▶ _TRECHO DO DOCUMENTO_:
##########
Por Thalie Deen –
Nações Unidas, 5/5/2015 – A mão direita da Arábia Saudita não sabe o que faz seu pé esquerdo, afirma um diplomata asiático para descrever a paradoxal política militar em curso no Iêmen.
Os sauditas, que lideram uma coalizão de países árabes em apoio ao presidente iemenita, Abdu Rabbu Mansur Hadi, cujo governo foi derrubado por forças rebeldes xiitas hities em janeiro, são acusados de bombardeio indiscriminado que causaram a morte de 1.080 pessoas, em sua maioria civis, e deixaram 4.352 feridos, o que desatou uma crise humanitária em grande escala no Iêmen.
Como se quisesse compensar seus pecados, a Arábia Saudita anunciou no mês passado a doação de US$ 274 milhões “para as operações humanitárias no Iêmen”, segundo a Organização das Nações Unidas (ONU).
No dia 22 de abril a Arábia Saudita suspendeu temporariamente seus ataques aéreos, que duraram quase um mês, presumivelmente pela pressão dos Estados Unidos, cujo governo se preocupa com a mortandade civil. O jornal The New York Times perguntou a um funcionário norte-americano não identificado por que Washington interveio para que Riyadh cessasse os bombardeios. “Muito dano colateral”, respondeu, se referindo às mortes de civis.
Os ataques da chamada Operação Tempestade Decisiva no Iêmen demoliram fabricas e bairros residenciais, e também afetaram um centro de armazenamento pertencente à organização humanitária Oxfam, com sede em Londres, que informou que ali eram guardadas provisões humanitárias sem valor militar. A Oxfam recebeu com satisfação o anúncio sobre a suspensão dos bombardeios no Iêmen, mas alertou que o trabalho para levar ajuda a milhões de iemenitas apenas começou.
Grace Ommer, diretora da organização no Iêmen, afirmou à IPS que os bombardeios aéreos e a violência dos últimos 28 dias antes da trégua teriam matado 900 pessoas, das quais metade era de civis. “A notícia de que os ataques aéreos terminaram, pelo menos temporariamente, é bem-vinda e esperamos que isto prepare o caminho para que todas as partes no conflito atual encontrem uma paz negociada permanente”, afirmou.
Segundo Ommer, “a notícia também dá enorme alivio aos 160 trabalhadores iemenitas que temos no país, bem como ao resto da população civil, que luta para sobreviver a esta última crise em seu frágil país”. Como a instabilidade, a insegurança e os combates continuam, as partes no conflito devem permitir que as organizações de ajuda entreguem a assistência humanitária aos milhões de pessoas que dela precisam, acrescentou.
A Oxfam também informou que o Iêmen é o país mais pobre do Oriente Médio, onde 16 milhões de seus 26 milhões de habitantes dependem da ajuda para sobreviver. A recente escalada da violência só agravou a catástrofe humanitária existente, ressaltou a organização.
##########
▶ _TAREFAS E EXERCÍCIOS_:
1 - Segundo a reportagem sobre o Iêmen, qual valor a Arábia Saudita anunciou como doação para as operações humanitárias no país?
2 - Reescreva o trecho da reportagem sobre o Iêmen que começa em "A Oxfam também" e termina em "ressaltou a organização.", trocando "Oriente Médio" por "mundo árabe".
3 - Prossiga a reportagem sobre o Iêmen a partir do ponto em que ela termina.
##########
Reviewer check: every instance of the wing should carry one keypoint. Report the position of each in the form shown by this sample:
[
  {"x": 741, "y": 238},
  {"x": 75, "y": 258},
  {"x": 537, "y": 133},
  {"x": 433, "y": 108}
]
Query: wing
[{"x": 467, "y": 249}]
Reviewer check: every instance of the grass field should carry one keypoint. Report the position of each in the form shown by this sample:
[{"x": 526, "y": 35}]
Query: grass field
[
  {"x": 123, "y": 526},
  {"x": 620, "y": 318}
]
##########
▶ _RESPOSTAS EM ORDEM_:
1 - US$ 274 milhões.

2 -
A Oxfam também informou que o Iêmen é o país mais pobre do mundo árabe, onde 16 milhões de seus 26 milhões de habitantes dependem da ajuda para sobreviver. A recente escalada da violência só agravou a catástrofe humanitária existente, ressaltou a organização.

3 -
Sara Hashash, da Anistia Internacional disse que mais de 120 mil pessoas foram obrigadas a abandonar suas casas desde que começou a campanha militar saudita em março, o que provocou “uma crescente crise humanitária”.
O porta-voz da ONU, Stephane Djurric, disse à imprensa que a doação saudita será destinada às necessidades de 7,5 milhões de iemenitas nos próximos três meses. Os fundos proporcionarão “assistência alimentar a 2,6 milhões de pessoas, água potável e saneamento a cinco milhões de pessoas, serviços de proteção a 1,4 milhão e apoio nutricional para cerca de 79 mil pessoas”, acrescentou.
No mês passado os bombardeios destruíram uma fábrica de produtos lácteos matando 31 trabalhadores, e um bairro inteiro, com saldo de 25 mortos. “Os ataques aéreos reiterados contra uma fábrica de produtos lácteos situada perto de bases militares mostram um cruel desprezo pelos civis por ambas as partes do conflito armado no Iêmen”, disse Joe Stork, subdiretor para o Oriente Médio e norte da África da organização de direitos humanos Human Rights Watch (HRW).
“O ataque pode ter violado as leis da guerra, por isso os países envolvidos devem investigar e tomar as medidas apropriadas, incluída a indenização das vítimas dos ataques ilegais”, afirmou Stork. A morte de civis não implica necessariamente que se tenha quebrado as leis da guerra, mas a elevada perda de vidas em uma fábrica aparentemente utilizada com fins civis deve ser investigada de maneira imparcial, recomendou a HRW em um comunicado.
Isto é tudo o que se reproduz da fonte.